• TASK TO COMPLETE
Pull out every line in the records below that contains the string "wall", matching case exactly, and copy each one unchanged.

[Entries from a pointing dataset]
>> start

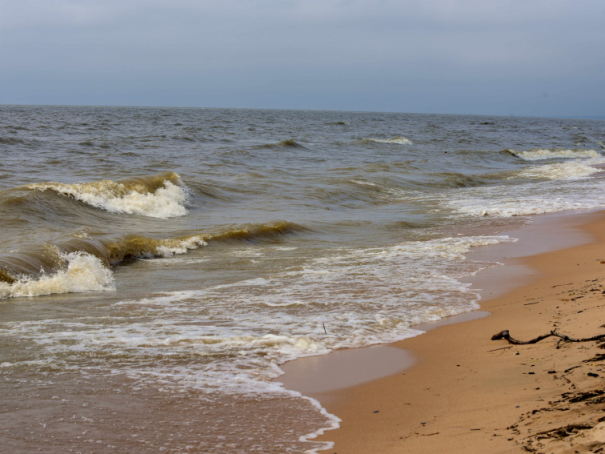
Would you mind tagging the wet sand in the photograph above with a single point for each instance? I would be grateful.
(467, 393)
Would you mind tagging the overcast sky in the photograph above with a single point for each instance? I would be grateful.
(522, 57)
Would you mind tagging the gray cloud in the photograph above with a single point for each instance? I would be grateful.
(465, 56)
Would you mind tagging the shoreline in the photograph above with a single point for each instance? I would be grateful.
(417, 418)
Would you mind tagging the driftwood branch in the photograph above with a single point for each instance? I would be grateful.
(562, 338)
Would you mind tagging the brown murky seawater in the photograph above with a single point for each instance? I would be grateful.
(157, 266)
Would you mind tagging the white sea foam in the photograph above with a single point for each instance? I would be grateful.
(165, 202)
(538, 154)
(363, 296)
(569, 170)
(528, 199)
(83, 273)
(231, 338)
(180, 247)
(397, 140)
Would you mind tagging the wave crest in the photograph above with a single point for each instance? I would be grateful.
(158, 196)
(82, 273)
(570, 170)
(290, 143)
(537, 154)
(81, 264)
(400, 140)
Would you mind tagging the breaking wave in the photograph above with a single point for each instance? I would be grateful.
(290, 143)
(396, 140)
(82, 273)
(569, 170)
(537, 154)
(83, 264)
(159, 196)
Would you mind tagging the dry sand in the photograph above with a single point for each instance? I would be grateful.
(468, 394)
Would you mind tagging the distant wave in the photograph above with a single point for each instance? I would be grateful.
(83, 264)
(399, 140)
(570, 170)
(537, 154)
(290, 143)
(159, 196)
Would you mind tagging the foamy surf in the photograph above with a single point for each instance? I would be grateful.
(399, 140)
(83, 273)
(569, 170)
(538, 154)
(158, 196)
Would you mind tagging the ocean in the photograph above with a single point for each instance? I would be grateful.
(158, 265)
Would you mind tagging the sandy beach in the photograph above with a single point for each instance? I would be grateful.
(459, 391)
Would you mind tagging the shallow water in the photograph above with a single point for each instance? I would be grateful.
(176, 257)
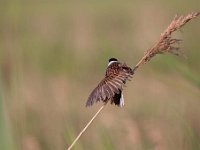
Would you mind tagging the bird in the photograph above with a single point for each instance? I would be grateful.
(111, 86)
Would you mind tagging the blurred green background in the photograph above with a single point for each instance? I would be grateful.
(53, 53)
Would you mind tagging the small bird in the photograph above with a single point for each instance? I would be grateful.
(111, 87)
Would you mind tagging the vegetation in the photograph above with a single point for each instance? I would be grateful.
(53, 53)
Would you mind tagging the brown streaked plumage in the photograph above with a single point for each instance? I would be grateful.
(111, 87)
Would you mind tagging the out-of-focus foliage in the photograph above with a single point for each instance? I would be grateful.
(53, 53)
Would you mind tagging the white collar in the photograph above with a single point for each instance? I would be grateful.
(111, 62)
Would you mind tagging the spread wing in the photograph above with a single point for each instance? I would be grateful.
(107, 88)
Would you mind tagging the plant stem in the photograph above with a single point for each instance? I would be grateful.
(84, 129)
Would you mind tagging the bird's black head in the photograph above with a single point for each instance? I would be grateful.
(112, 59)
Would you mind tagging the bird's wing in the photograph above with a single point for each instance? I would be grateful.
(107, 88)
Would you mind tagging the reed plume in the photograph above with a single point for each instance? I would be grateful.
(165, 44)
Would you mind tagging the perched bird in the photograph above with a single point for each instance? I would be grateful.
(111, 87)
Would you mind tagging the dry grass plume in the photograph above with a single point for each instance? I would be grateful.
(165, 44)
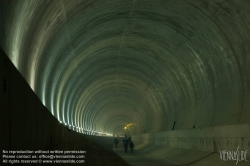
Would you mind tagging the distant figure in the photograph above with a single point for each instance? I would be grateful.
(129, 139)
(116, 141)
(131, 145)
(125, 143)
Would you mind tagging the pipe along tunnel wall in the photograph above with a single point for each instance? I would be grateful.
(26, 124)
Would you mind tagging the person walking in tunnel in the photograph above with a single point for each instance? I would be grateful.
(129, 139)
(131, 145)
(116, 141)
(125, 143)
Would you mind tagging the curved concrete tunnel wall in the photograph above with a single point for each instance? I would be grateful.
(26, 124)
(101, 65)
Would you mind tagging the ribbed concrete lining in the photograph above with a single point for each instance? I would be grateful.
(103, 64)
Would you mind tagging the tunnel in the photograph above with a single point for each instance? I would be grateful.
(172, 74)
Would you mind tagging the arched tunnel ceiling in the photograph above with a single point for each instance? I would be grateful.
(103, 64)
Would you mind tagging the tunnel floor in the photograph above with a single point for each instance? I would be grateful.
(145, 155)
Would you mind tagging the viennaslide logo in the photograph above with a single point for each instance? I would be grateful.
(233, 155)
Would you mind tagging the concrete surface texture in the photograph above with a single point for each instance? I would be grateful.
(26, 124)
(173, 72)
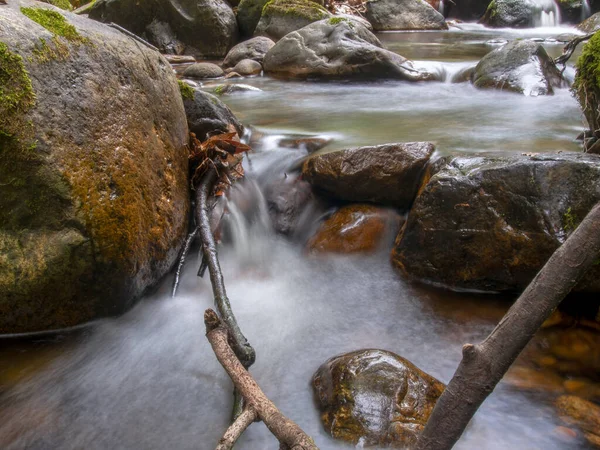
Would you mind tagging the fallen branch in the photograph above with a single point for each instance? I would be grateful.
(236, 429)
(289, 434)
(570, 48)
(483, 365)
(241, 346)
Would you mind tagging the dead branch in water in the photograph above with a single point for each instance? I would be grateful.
(570, 48)
(289, 434)
(483, 365)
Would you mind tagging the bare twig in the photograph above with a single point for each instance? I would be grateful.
(235, 430)
(289, 434)
(242, 347)
(484, 364)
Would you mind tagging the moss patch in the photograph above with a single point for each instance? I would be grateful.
(16, 93)
(54, 22)
(305, 9)
(187, 92)
(586, 86)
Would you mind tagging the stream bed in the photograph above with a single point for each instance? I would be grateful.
(149, 380)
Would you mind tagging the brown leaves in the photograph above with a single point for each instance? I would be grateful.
(224, 152)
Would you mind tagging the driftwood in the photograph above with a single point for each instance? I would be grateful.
(289, 434)
(241, 346)
(484, 364)
(570, 48)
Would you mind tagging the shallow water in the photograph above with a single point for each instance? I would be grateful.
(149, 380)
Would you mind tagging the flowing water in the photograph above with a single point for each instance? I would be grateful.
(149, 380)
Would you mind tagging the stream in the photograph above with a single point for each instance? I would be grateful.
(149, 380)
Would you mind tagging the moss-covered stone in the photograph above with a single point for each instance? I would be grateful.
(54, 22)
(586, 86)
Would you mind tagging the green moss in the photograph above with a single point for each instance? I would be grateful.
(305, 9)
(586, 87)
(187, 92)
(16, 93)
(570, 222)
(54, 22)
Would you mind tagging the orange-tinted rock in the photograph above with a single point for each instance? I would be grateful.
(375, 397)
(355, 229)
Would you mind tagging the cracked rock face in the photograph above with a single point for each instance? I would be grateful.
(375, 398)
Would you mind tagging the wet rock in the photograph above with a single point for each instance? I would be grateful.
(248, 15)
(209, 27)
(280, 17)
(248, 67)
(206, 114)
(94, 200)
(355, 229)
(490, 223)
(162, 36)
(203, 70)
(387, 174)
(255, 49)
(337, 49)
(584, 414)
(404, 15)
(520, 66)
(375, 398)
(287, 200)
(591, 24)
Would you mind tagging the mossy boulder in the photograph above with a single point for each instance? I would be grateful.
(523, 67)
(280, 17)
(387, 15)
(358, 228)
(208, 28)
(490, 223)
(93, 166)
(375, 398)
(586, 86)
(337, 48)
(388, 174)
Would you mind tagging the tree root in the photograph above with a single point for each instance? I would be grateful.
(483, 365)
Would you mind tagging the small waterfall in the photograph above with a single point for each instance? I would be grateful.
(549, 14)
(586, 10)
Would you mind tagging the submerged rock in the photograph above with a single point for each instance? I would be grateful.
(93, 163)
(254, 49)
(519, 66)
(355, 229)
(387, 15)
(375, 398)
(209, 27)
(337, 48)
(490, 223)
(280, 17)
(206, 114)
(387, 174)
(203, 70)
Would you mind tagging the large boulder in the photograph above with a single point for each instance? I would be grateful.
(254, 49)
(280, 17)
(586, 86)
(387, 15)
(337, 48)
(375, 398)
(387, 174)
(355, 228)
(519, 66)
(489, 223)
(93, 164)
(517, 13)
(207, 27)
(206, 115)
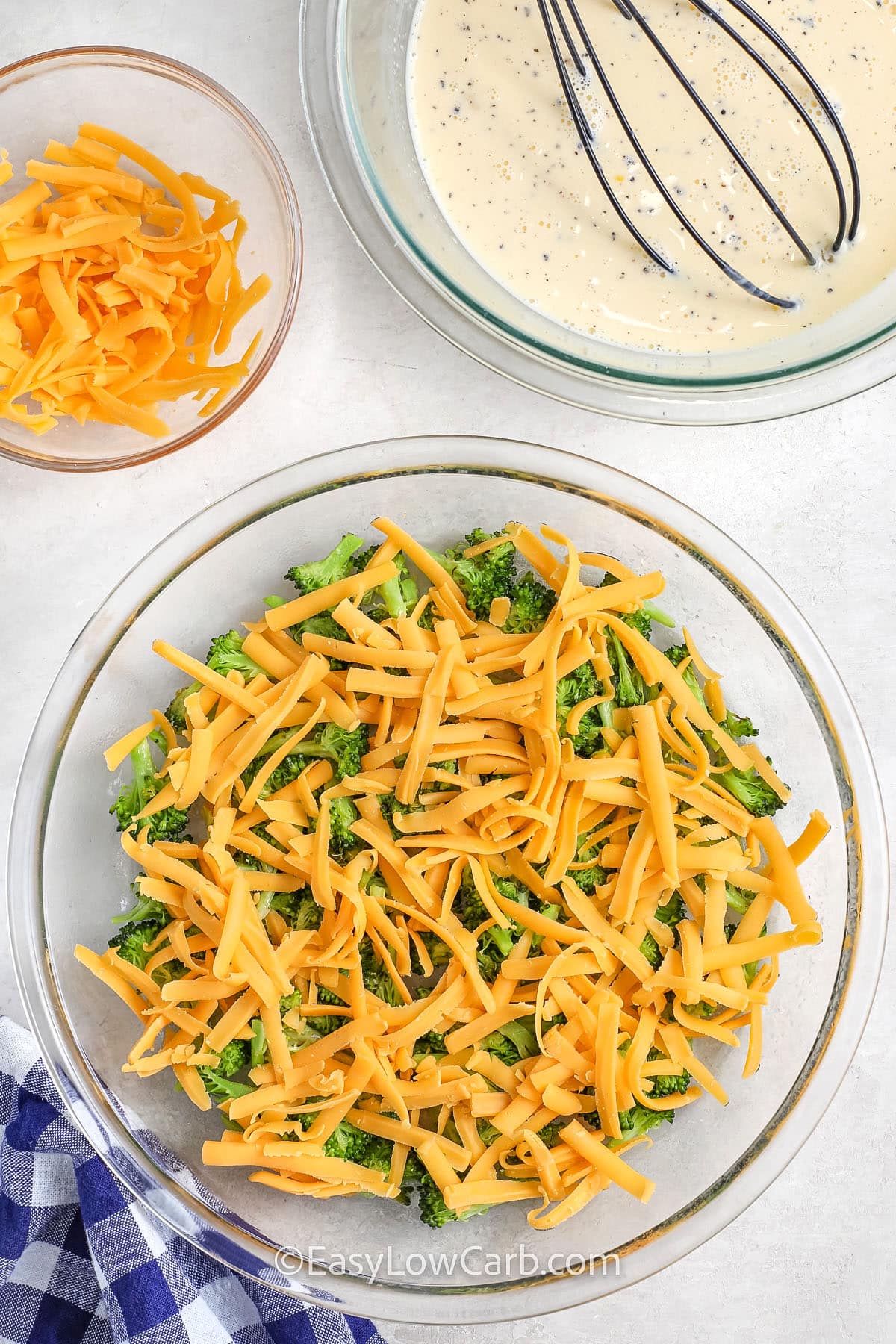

>> end

• SOLUTION BELOW
Would you mind tagging the pipe along tunnel wall in the photograph above with a single point for each instance? I would be grateful.
Would you mind tagging the curved concrete tunnel wall in the photograph above with a single point for each instance? I would be grateful.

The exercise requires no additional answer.